======== TASK MATERIAL ========
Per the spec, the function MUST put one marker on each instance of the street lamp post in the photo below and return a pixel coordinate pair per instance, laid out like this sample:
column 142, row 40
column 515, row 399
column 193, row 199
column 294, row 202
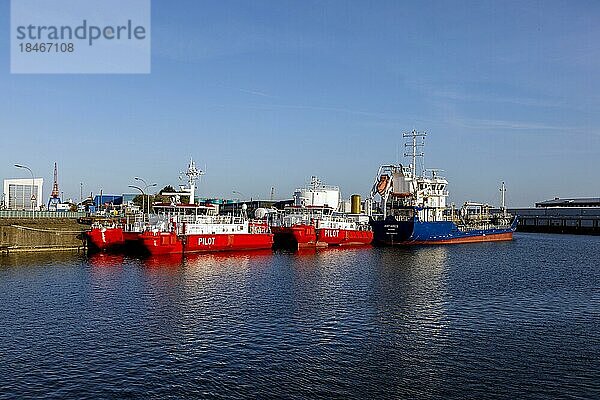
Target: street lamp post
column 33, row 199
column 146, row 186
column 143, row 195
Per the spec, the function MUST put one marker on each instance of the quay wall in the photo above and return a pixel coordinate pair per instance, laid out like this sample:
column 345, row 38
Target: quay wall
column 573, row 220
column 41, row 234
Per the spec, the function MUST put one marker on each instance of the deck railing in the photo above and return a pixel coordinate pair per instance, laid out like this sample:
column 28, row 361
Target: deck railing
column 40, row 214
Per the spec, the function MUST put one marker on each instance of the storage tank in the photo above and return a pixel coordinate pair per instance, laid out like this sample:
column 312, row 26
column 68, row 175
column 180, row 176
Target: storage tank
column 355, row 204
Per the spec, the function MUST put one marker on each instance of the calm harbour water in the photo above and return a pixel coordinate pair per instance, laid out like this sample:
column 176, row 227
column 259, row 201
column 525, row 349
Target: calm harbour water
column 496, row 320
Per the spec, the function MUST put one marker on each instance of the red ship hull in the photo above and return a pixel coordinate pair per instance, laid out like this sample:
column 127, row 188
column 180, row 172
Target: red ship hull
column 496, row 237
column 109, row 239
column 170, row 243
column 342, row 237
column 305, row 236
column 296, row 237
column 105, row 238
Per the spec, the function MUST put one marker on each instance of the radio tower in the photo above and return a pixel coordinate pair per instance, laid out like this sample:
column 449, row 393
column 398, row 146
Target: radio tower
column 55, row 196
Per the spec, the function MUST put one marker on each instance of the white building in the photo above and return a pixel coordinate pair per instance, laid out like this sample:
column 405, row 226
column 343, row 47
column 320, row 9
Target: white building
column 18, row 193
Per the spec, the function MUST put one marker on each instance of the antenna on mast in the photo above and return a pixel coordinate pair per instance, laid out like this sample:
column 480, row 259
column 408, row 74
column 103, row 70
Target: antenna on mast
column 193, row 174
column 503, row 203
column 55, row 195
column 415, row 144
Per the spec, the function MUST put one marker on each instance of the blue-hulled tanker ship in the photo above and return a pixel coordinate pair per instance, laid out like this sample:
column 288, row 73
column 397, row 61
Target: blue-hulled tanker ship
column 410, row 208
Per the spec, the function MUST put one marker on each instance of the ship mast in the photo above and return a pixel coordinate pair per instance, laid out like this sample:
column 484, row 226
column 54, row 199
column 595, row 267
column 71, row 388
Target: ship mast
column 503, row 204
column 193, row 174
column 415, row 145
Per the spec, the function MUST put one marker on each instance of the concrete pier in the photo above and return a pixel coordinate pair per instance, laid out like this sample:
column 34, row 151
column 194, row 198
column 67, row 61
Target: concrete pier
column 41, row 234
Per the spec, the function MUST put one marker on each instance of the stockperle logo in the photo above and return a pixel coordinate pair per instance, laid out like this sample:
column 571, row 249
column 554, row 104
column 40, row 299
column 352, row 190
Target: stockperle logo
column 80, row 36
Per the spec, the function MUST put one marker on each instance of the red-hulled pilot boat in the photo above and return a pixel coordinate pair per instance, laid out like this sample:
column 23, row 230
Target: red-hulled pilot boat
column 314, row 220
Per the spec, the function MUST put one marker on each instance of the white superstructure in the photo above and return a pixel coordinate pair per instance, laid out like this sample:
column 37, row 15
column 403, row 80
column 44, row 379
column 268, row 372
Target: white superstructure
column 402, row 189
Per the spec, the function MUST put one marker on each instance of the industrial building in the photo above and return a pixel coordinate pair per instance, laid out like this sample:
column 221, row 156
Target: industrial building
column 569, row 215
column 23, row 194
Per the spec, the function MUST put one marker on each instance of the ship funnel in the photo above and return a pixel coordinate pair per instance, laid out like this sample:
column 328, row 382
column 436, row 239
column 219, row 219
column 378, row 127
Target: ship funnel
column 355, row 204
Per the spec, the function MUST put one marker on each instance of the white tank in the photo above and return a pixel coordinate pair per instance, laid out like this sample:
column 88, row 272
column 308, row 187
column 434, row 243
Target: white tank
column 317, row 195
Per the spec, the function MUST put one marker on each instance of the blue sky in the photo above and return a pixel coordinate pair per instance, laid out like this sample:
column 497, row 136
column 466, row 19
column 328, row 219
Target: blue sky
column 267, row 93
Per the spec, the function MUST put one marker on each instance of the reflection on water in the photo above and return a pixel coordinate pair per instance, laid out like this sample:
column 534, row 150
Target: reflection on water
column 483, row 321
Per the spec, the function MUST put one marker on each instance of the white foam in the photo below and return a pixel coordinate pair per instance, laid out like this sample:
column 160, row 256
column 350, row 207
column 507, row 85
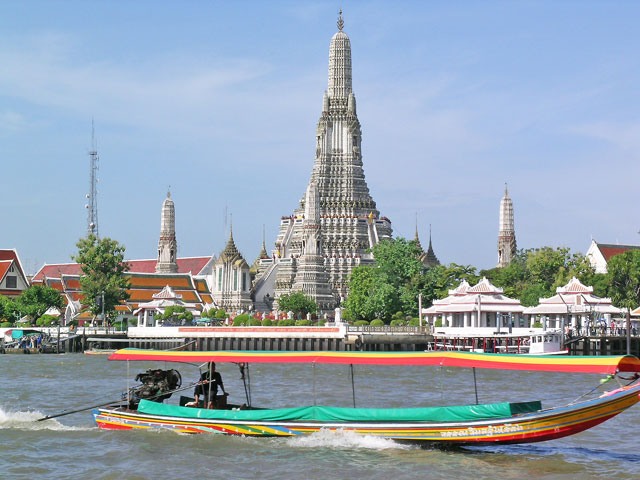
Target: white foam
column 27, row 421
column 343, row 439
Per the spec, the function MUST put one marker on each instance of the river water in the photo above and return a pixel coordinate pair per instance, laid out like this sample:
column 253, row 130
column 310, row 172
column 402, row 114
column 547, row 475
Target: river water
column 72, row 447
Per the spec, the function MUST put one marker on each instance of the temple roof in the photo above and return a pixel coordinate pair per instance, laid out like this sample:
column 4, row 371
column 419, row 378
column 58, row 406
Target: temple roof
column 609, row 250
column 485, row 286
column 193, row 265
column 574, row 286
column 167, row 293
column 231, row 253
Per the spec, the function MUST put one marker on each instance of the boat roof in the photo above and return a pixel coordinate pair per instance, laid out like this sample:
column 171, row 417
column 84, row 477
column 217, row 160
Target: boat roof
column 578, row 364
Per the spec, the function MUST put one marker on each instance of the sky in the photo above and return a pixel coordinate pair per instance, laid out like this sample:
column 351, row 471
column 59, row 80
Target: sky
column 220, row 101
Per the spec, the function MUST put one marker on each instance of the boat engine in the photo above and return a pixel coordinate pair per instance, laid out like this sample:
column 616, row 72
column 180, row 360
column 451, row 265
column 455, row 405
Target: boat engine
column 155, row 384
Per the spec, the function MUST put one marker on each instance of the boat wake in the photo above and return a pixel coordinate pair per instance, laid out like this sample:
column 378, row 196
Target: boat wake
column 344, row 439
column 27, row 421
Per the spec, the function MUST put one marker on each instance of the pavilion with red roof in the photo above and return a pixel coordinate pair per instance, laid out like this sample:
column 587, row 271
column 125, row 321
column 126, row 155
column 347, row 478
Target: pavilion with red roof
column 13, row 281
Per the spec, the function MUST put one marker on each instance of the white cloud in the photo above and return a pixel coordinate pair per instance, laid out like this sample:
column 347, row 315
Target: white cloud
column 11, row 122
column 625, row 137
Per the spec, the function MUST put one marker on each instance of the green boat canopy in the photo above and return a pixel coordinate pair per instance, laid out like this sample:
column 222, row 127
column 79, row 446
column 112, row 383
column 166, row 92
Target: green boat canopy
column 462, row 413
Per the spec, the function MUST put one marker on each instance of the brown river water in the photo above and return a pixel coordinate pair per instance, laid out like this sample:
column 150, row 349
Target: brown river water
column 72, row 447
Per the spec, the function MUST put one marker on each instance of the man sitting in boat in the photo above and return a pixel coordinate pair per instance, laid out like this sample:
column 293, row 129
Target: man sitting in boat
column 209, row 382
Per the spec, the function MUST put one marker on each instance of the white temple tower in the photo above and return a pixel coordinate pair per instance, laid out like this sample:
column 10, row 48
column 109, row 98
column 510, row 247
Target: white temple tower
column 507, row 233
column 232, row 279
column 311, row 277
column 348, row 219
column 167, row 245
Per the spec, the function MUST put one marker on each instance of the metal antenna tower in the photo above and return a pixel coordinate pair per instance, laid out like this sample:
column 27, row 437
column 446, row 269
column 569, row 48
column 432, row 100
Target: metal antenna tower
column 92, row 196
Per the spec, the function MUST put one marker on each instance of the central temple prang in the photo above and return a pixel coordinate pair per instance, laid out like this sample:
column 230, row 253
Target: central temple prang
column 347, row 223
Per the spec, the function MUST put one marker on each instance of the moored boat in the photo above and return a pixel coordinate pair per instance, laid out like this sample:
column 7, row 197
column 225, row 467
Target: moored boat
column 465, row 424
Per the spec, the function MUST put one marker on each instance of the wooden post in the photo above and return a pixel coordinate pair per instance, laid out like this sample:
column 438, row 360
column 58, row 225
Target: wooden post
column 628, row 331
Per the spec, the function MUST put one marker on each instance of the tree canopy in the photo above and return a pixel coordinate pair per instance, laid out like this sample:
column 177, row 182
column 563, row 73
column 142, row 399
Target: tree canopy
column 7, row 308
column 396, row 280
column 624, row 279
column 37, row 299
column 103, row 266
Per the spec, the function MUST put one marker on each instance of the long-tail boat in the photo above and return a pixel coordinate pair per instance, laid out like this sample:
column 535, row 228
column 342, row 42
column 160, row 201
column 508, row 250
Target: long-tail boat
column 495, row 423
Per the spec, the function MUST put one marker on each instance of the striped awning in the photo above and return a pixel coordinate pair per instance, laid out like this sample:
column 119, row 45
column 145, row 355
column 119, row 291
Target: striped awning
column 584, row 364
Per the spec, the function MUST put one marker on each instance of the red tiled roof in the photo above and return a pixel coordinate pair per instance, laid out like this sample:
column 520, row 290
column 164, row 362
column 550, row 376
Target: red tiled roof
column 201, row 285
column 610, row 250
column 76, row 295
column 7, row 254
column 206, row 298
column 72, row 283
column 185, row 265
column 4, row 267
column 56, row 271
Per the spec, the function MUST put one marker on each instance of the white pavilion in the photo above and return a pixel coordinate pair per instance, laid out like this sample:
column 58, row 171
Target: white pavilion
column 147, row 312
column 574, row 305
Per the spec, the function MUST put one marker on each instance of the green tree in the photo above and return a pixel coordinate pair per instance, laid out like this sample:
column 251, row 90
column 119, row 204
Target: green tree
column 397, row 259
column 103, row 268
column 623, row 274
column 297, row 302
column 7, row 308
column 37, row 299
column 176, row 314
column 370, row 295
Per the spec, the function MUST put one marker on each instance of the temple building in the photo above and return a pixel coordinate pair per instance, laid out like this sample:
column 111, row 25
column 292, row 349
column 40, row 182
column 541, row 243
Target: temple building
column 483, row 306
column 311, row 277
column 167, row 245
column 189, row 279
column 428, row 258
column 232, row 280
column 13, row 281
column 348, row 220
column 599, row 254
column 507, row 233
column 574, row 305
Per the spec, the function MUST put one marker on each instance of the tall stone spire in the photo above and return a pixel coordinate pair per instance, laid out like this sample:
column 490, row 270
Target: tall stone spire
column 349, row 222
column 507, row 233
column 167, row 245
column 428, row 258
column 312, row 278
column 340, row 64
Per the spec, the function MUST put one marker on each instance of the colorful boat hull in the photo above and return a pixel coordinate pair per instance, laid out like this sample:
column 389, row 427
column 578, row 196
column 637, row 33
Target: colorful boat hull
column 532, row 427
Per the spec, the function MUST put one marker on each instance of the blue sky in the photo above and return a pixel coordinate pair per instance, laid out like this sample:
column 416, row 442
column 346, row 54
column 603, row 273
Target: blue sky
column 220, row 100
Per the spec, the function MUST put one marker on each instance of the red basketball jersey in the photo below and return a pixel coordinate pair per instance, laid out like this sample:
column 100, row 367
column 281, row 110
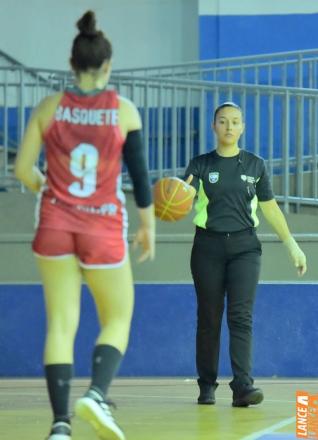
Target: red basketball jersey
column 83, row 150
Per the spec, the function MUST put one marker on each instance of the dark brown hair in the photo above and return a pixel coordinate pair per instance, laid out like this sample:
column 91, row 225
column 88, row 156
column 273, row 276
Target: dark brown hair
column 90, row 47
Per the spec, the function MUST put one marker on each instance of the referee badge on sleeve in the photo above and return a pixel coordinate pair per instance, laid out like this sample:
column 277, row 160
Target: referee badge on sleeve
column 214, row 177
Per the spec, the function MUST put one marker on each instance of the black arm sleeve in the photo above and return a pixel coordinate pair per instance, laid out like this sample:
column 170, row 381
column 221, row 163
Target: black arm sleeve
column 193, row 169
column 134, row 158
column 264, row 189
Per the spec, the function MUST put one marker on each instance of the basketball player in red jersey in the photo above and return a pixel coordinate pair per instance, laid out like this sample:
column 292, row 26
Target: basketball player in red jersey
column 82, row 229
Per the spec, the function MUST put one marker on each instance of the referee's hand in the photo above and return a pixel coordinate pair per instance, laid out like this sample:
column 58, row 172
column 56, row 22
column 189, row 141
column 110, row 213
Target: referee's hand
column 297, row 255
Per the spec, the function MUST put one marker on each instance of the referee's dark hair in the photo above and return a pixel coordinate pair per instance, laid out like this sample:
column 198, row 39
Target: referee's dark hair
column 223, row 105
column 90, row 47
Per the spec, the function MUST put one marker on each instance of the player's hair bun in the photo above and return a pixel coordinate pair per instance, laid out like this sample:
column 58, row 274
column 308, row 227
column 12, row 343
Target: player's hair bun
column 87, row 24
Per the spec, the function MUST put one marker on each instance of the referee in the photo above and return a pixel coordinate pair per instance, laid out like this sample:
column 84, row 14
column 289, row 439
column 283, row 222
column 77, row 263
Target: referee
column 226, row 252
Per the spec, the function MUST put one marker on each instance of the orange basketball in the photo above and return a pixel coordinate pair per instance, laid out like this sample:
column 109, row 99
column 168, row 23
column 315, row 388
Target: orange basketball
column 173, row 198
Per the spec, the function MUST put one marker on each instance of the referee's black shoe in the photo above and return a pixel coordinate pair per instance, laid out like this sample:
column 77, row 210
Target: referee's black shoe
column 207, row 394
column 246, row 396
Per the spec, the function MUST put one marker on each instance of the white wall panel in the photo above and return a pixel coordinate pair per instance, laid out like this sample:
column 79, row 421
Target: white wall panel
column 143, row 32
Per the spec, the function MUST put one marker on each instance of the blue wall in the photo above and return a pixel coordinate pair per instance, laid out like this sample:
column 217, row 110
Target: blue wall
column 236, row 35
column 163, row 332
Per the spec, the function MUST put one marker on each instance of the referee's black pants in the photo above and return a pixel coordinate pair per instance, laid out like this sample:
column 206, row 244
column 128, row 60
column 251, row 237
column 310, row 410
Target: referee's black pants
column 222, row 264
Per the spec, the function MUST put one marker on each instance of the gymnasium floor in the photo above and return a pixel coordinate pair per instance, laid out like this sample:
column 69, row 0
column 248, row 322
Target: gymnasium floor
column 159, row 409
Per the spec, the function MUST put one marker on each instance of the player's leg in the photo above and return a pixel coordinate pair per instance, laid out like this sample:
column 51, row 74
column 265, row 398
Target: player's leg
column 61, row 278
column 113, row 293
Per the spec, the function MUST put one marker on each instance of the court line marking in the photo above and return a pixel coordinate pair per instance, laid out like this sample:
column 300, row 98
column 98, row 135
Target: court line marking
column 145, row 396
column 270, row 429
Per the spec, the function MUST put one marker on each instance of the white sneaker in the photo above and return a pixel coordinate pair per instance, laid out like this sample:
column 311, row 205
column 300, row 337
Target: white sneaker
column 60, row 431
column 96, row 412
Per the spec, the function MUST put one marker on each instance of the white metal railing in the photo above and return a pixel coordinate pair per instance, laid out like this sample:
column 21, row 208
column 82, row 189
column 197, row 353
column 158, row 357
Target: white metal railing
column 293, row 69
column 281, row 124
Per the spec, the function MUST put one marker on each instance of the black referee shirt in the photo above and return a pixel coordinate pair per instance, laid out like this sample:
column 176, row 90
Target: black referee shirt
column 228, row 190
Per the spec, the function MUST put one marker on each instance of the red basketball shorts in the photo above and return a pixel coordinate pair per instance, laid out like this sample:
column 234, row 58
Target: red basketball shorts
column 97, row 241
========
> _DIRECTIONS_
In the records above, return only the line that contains "of the court" and every line after it through the last, exactly as they appear.

> _REPLY TO THE EXERCISE_
Per the spec, the function MUST put one marker on each instance of the court line marking in the photo above and return a pixel coordinate pair per instance, laid out like this sample:
column 300, row 98
column 98, row 135
Target: court line marking
column 145, row 396
column 270, row 429
Per the spec, the function MUST put one marker on each instance of the white sneaker in the photo above and return a pixel coordinate pair per instance, laid out like this sample:
column 311, row 205
column 300, row 337
Target: white sneaker
column 60, row 431
column 96, row 412
Per the spec, the function MUST put one marker on each instance of the white metal railing in the photo above and return a pixel coordinate pair per instance, laid out like this sample:
column 21, row 208
column 82, row 189
column 197, row 353
column 158, row 357
Target: white metal railing
column 293, row 69
column 281, row 124
Per the spec, the function MUST put one marker on each instance of the black referee shirt in the photo above and return a pixel coordinate pair per instance, laid out like this sample:
column 176, row 90
Target: black referee shirt
column 228, row 190
Per the spec, the function MUST put one marker on each instance of the red basketball shorts in the photo above and return a pixel coordinate pair per instance, laid out like this sample:
column 234, row 58
Target: red basketball shorts
column 97, row 241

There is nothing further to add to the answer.